◆ Exercise requirements: Exactly as given, output all the records that follow.

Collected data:
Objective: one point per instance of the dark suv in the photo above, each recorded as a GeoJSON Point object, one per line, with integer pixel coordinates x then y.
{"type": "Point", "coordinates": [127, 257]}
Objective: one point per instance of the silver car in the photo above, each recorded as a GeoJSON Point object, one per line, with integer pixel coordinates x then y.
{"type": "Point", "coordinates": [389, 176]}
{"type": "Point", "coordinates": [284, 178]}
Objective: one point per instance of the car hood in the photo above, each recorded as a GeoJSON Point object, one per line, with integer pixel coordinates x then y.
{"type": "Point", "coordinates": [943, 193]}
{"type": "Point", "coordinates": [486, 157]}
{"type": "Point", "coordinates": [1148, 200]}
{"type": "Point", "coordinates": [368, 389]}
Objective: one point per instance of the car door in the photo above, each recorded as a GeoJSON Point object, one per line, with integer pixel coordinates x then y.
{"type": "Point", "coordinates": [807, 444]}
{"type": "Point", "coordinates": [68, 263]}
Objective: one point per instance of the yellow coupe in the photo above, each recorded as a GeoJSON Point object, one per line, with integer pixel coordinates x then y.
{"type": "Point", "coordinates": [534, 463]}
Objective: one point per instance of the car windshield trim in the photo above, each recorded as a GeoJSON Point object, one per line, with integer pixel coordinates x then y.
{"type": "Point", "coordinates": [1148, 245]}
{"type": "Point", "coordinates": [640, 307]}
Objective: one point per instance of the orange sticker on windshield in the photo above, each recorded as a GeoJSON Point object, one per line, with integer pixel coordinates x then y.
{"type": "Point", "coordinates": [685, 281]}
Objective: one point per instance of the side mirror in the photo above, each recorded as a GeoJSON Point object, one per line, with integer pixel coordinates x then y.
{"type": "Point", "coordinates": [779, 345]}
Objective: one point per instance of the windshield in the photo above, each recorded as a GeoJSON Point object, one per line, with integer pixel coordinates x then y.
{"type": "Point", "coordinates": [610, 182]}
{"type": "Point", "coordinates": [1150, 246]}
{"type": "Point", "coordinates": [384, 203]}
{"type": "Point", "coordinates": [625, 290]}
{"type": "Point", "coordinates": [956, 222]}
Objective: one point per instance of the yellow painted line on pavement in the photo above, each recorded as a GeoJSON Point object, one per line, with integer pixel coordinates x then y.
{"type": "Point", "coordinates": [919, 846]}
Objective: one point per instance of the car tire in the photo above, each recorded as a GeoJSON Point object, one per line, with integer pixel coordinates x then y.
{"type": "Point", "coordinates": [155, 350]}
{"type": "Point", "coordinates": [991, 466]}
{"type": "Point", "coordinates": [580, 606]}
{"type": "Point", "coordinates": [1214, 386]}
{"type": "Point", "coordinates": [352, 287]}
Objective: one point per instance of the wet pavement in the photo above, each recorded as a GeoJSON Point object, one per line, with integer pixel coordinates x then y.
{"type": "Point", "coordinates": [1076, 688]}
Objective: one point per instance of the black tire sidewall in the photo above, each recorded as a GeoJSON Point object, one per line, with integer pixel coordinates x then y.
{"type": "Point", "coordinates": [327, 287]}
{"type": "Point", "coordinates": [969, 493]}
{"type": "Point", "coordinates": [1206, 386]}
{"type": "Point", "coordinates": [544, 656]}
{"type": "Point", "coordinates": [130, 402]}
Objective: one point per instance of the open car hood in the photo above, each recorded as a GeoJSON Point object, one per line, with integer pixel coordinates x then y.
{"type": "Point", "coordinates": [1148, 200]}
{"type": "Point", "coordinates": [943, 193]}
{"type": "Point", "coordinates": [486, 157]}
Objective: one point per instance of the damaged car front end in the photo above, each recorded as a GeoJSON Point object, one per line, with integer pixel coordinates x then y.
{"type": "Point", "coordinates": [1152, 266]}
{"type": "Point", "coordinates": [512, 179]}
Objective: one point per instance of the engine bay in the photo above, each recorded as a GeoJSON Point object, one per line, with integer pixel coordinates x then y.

◆ Your response:
Objective: one point per instance of the dark suv in the photo above, each recorded as a GeoJSON Point object, one per line, with integer pixel coordinates x then y.
{"type": "Point", "coordinates": [127, 257]}
Objective: one point per instance of the silver car in the photo above, each recorded as a GeoJSON Point object, one per line, with integer pixel coordinates x then y.
{"type": "Point", "coordinates": [389, 176]}
{"type": "Point", "coordinates": [284, 178]}
Objective: one point per instance of the car hood in the photo above, each recorded as a GeoJSON Point object, one per line, with integer pixel coordinates x then y.
{"type": "Point", "coordinates": [943, 193]}
{"type": "Point", "coordinates": [486, 157]}
{"type": "Point", "coordinates": [1148, 200]}
{"type": "Point", "coordinates": [368, 389]}
Objective: one point per instance of the car door in the photo above, each recorded as a GeoJSON Point object, one per line, with integer pixel coordinates x then y.
{"type": "Point", "coordinates": [807, 444]}
{"type": "Point", "coordinates": [68, 263]}
Objective: one point per instance of the yellow coupe in the photo above, each recorded as a GeoJSON Point object, one per line, with integer pixel coordinates x then y.
{"type": "Point", "coordinates": [534, 463]}
Objective: one point per instance of the car windshield trim in the photo above, each recorded as a GeoJSON Point object, one per line, with integer pixel coordinates x then y.
{"type": "Point", "coordinates": [1148, 245]}
{"type": "Point", "coordinates": [640, 307]}
Objective: one point per instance of the orange sticker on windshield in the photo above, each recorded as a GeoJSON Point object, one per line, with integer pixel coordinates x then y.
{"type": "Point", "coordinates": [685, 281]}
Objective: one point per instance of the side mirror in the photo above, each recorded as a GeoJSON Point object, one per line, with integer pixel coordinates x then y.
{"type": "Point", "coordinates": [779, 345]}
Objective: one point per instance of the windshield in the photo above, each recorded as a GeoJSON Point object, one per line, with integer pixel coordinates x then y.
{"type": "Point", "coordinates": [610, 182]}
{"type": "Point", "coordinates": [1150, 246]}
{"type": "Point", "coordinates": [384, 203]}
{"type": "Point", "coordinates": [625, 290]}
{"type": "Point", "coordinates": [956, 222]}
Objective: one point per instance of the yellow painted line on pavement in the photo above, each recorded as a GeoJSON Point object, one per line, with integer pixel coordinates x then y.
{"type": "Point", "coordinates": [919, 846]}
Objective: one point per instance of the car tire in the photo above, each recorded as a GeoJSON Point object, one per line, with integer pixel coordinates x then y.
{"type": "Point", "coordinates": [155, 350]}
{"type": "Point", "coordinates": [991, 466]}
{"type": "Point", "coordinates": [580, 606]}
{"type": "Point", "coordinates": [1214, 386]}
{"type": "Point", "coordinates": [352, 287]}
Objective: one point per instance of the wet pavement in the photo above, each recorded as a GeoJSON Point object, one per line, with integer pixel coordinates x then y.
{"type": "Point", "coordinates": [1076, 688]}
Objective: one point per instance of the black tire sidewall in the photo above, each recorded as a GeoJSON Point object, one per line, with integer pixel coordinates x then y.
{"type": "Point", "coordinates": [327, 287]}
{"type": "Point", "coordinates": [969, 493]}
{"type": "Point", "coordinates": [1206, 386]}
{"type": "Point", "coordinates": [544, 656]}
{"type": "Point", "coordinates": [130, 402]}
Objective: one point per instance of the open car hood in the photo above, each recorded as a GeoJSON Point object, one per line, with integer pixel coordinates x then y.
{"type": "Point", "coordinates": [1148, 200]}
{"type": "Point", "coordinates": [943, 193]}
{"type": "Point", "coordinates": [486, 157]}
Objective: one point per instance of the damaged car front end in the photo above, each recorded as a GeoJSON Point object, one per line, with integer pixel coordinates x then y.
{"type": "Point", "coordinates": [1152, 266]}
{"type": "Point", "coordinates": [512, 179]}
Objective: one point per instance of the engine bay in the photo above, each recorded as a GeoJSON Point object, one per line, with integer pixel coordinates x then y.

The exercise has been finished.